» **STATED TASK**: Collect each line in the records that contains the string "railing", treating uppercase and lowercase as different.

» **TASK INPUT**:

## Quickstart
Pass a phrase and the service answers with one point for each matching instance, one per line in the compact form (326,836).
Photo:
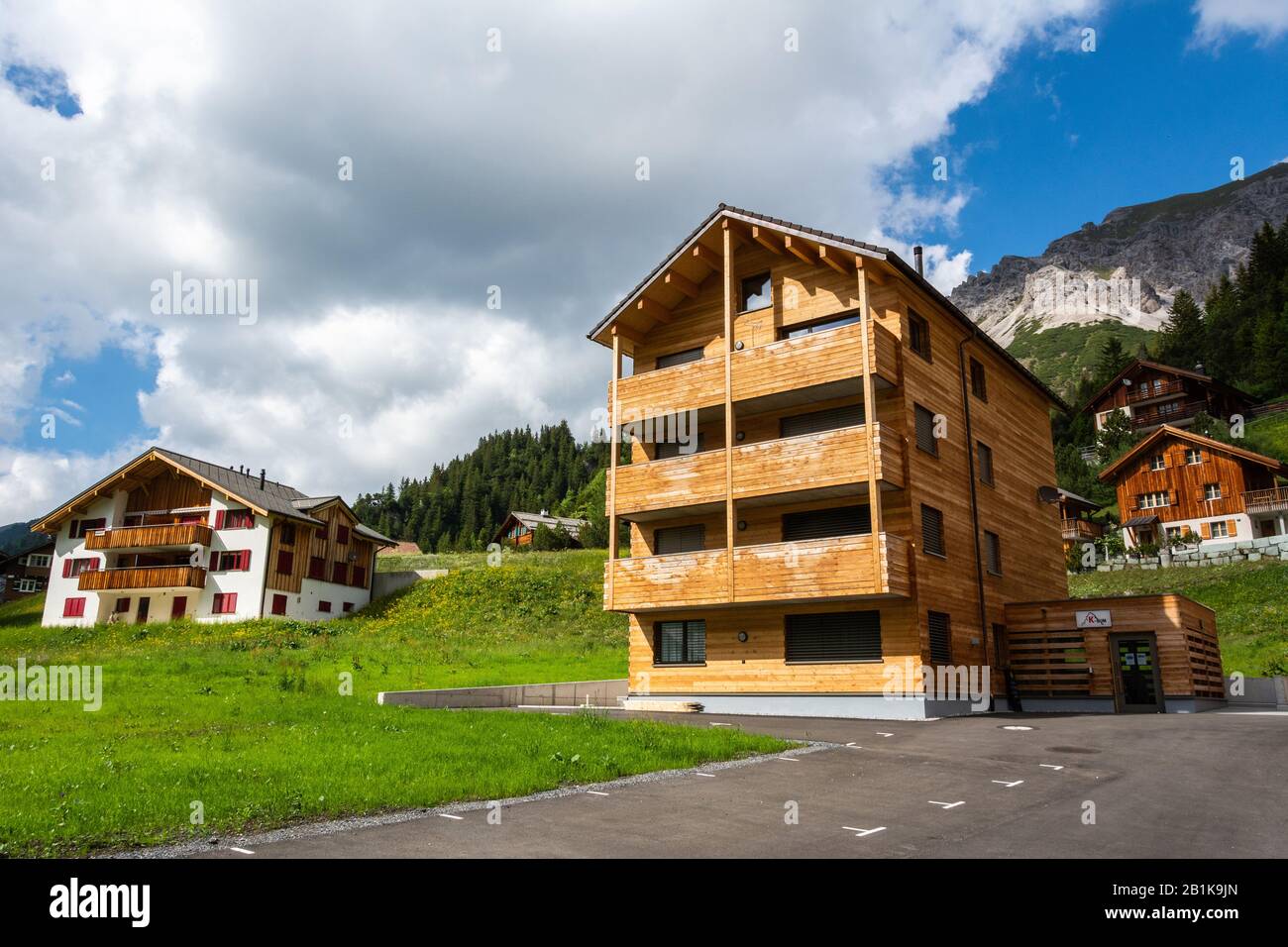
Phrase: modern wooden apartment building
...
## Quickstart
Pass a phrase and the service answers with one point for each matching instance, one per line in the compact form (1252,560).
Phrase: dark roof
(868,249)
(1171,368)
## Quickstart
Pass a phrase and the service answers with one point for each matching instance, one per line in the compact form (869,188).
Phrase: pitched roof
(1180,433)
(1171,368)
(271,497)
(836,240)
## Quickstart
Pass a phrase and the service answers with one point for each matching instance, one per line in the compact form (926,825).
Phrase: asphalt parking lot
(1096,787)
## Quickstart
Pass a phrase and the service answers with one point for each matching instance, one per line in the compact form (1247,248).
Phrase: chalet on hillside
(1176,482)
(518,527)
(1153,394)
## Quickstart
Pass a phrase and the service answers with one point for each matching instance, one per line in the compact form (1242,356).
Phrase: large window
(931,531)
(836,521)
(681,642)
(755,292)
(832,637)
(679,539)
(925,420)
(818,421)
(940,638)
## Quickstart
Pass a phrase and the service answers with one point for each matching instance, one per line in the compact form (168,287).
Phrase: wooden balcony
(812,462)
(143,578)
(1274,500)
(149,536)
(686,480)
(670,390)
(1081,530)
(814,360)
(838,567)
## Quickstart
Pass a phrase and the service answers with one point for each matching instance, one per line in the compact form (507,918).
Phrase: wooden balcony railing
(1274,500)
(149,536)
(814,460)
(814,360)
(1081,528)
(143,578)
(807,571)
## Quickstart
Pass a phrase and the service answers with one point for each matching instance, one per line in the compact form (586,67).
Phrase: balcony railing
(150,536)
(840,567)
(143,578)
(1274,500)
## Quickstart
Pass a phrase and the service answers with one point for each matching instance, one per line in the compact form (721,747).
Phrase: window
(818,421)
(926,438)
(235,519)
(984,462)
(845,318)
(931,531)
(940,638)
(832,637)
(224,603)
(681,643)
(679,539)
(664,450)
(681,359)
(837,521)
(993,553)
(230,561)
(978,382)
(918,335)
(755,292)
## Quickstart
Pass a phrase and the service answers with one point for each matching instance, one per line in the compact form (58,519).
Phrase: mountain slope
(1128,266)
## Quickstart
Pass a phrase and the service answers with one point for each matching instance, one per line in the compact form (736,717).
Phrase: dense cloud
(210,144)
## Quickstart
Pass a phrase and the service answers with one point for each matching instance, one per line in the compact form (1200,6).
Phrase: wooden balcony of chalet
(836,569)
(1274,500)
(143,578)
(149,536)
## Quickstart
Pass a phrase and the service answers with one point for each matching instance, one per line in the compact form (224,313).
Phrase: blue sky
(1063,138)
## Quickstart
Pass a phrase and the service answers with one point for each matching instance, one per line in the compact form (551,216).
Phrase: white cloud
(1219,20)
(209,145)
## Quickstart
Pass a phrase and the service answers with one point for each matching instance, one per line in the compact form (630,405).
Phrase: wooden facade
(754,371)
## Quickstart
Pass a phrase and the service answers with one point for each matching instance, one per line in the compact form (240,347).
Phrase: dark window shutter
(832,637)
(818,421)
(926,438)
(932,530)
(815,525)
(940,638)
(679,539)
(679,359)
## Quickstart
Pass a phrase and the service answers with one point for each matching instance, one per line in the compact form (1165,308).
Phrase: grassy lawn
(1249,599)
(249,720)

» **FINAL RESULT**:
Phrase: wooden balcony railing
Phrase: balcony railing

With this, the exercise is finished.